[Data entries]
┌──
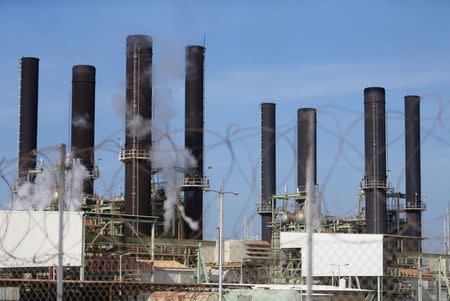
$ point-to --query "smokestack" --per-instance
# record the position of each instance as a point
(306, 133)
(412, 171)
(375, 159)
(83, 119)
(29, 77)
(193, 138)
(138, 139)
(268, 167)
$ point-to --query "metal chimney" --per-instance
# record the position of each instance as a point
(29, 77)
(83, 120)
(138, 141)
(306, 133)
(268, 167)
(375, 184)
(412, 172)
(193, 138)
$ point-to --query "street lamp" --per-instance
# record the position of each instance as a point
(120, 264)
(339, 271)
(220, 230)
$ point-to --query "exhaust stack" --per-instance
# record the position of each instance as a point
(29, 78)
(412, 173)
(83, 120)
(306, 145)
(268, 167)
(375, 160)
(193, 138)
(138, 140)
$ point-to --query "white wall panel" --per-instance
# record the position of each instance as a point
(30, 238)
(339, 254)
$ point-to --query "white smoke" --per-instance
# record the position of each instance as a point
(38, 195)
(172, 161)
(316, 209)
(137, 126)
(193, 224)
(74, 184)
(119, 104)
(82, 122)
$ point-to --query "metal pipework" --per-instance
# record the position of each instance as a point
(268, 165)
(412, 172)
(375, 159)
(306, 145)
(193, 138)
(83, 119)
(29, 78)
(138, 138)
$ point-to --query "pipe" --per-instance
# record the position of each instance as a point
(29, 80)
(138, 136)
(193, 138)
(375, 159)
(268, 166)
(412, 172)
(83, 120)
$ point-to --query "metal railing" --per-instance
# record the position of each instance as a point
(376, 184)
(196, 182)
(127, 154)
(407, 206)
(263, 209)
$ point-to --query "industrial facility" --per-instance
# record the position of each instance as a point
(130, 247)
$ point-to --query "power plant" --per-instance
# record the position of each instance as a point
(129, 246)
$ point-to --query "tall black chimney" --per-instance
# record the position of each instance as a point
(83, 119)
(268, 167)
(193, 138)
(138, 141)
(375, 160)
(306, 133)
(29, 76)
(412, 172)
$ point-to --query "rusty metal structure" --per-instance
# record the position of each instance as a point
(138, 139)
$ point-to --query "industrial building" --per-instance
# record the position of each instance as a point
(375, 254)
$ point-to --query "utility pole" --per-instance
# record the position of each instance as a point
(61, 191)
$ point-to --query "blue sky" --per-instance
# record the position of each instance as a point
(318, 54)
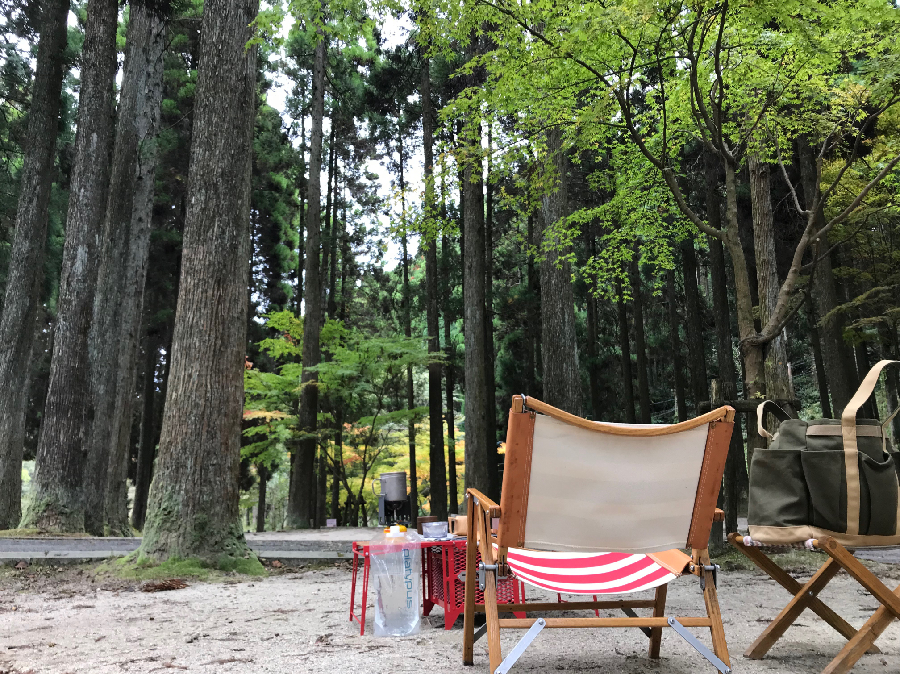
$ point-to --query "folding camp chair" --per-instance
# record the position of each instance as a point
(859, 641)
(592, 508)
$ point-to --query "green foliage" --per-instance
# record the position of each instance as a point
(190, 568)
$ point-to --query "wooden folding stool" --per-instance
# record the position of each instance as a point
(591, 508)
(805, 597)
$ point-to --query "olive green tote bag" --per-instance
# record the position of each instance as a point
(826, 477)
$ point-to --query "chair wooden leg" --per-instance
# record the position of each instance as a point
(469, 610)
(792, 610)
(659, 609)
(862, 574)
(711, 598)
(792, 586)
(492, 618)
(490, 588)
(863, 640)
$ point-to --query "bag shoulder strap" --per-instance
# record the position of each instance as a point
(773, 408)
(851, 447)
└──
Reply with nothing but the number of lines in the entries that include "chair".

RESPONSE BELOW => 2